The RAM addresses might be incorrect, as i don't know what core the registers are from. but i guess they are the registers from the core that crashed. is there a way to switch to the registers of the other core?

The Load from a non-RAM address might be the load of the format string that is a const char* in the flash. (only guessing here)

I can run the code with as many variations and repetitions as needed. I can switch to the hardware i2c implementation or turn off the i2c communication altogether. but it will be quite hard to reduce the code to a level where I can post it here. the surrounding peripherals are needed for the code. If worse comes to worst I can replace the devices with simulated ones that just return default values. I have a strong feeling it's not about hardware mutex. It's something about vsprintf and memory usage. but why is the other core sleeping then?

- **Stored rows**:
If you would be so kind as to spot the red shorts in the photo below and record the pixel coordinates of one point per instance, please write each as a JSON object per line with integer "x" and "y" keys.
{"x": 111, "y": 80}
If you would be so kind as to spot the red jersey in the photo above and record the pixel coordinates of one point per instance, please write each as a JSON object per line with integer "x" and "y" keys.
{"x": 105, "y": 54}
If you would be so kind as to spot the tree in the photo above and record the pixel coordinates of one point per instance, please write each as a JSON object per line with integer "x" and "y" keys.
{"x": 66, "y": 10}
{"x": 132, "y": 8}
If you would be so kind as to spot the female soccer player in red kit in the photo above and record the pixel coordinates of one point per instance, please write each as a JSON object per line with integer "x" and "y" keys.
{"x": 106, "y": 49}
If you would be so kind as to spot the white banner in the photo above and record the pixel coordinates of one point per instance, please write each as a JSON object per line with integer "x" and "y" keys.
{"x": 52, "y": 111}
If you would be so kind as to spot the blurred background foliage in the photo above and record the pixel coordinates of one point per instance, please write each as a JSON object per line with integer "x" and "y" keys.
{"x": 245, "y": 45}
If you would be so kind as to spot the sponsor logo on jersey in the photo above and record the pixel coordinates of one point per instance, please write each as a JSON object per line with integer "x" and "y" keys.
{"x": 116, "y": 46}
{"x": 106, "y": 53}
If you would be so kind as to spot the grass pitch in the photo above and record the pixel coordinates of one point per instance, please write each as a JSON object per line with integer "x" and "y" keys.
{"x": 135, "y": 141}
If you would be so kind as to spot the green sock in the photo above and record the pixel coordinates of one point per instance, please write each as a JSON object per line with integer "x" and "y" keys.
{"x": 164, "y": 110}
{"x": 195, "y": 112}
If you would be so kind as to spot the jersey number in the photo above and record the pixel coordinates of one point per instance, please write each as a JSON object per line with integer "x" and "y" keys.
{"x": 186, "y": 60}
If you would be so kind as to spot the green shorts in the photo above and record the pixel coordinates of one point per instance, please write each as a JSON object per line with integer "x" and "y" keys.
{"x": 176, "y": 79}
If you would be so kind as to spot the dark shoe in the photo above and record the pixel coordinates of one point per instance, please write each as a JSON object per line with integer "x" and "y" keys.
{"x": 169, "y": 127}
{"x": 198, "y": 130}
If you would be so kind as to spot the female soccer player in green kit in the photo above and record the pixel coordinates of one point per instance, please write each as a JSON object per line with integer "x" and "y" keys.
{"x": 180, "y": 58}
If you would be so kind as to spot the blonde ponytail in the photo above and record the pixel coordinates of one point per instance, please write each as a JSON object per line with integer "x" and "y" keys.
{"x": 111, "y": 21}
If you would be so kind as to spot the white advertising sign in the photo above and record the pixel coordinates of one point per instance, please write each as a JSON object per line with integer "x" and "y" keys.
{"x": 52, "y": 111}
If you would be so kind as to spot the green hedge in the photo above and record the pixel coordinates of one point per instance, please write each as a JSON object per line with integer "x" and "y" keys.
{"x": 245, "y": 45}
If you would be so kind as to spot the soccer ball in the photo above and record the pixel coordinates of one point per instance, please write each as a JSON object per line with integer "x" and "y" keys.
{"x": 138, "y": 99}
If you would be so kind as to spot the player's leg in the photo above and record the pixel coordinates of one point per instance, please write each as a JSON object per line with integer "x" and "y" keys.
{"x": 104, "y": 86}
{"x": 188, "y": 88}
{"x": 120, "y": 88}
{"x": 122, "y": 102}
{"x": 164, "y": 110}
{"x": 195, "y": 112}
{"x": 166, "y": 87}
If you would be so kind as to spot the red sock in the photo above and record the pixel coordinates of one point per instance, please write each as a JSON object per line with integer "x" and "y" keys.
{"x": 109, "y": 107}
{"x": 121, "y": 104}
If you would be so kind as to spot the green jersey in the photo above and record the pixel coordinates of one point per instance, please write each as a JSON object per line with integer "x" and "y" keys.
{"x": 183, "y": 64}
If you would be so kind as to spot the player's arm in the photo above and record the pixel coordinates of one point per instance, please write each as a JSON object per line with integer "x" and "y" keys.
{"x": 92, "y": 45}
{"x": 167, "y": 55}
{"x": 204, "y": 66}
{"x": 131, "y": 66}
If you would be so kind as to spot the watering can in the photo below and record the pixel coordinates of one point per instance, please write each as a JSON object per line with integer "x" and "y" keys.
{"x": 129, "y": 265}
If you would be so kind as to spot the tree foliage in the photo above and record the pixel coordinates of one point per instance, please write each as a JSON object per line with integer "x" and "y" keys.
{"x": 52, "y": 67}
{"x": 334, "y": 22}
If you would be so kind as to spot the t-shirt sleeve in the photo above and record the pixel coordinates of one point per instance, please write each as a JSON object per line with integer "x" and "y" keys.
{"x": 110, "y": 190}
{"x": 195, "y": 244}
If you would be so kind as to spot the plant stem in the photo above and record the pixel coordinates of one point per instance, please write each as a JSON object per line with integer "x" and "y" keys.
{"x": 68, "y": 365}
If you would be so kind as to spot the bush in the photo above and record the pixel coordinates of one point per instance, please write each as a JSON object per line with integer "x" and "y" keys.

- **Things to do**:
a – Answer these questions from the forum post, one line each:
(i) What might the load from a non-RAM address be?
(ii) What two changes to the i2c communication can the writer make?
(iii) What does the writer strongly feel the problem is not about?
b – Repeat the forum post from "The RAM addresses" to "the other core?".
c – Rewrite the paragraph of the forum post that begins "I can run the code" as a short list, keeping its main facts.

- **Answers to the exercises**:
a –
(i) The load of the format string that is a const char* in the flash.
(ii) Switch to the hardware i2c implementation, or turn off the i2c communication altogether.
(iii) Hardware mutex.

b –
The RAM addresses might be incorrect, as i don't know what core the registers are from. but i guess they are the registers from the core that crashed. is there a way to switch to the registers of the other core?

c –
- The code can be run with as many variations and repetitions as needed.
- The i2c can be switched to the hardware implementation or turned off altogether.
- Reducing the code enough to post it would be hard, because the code needs the surrounding peripherals.
- As a last resort, the devices could be replaced with simulated ones that return default values.
- The writer strongly feels the problem is not hardware mutex but something about vsprintf and memory usage.
- The writer asks why the other core is sleeping.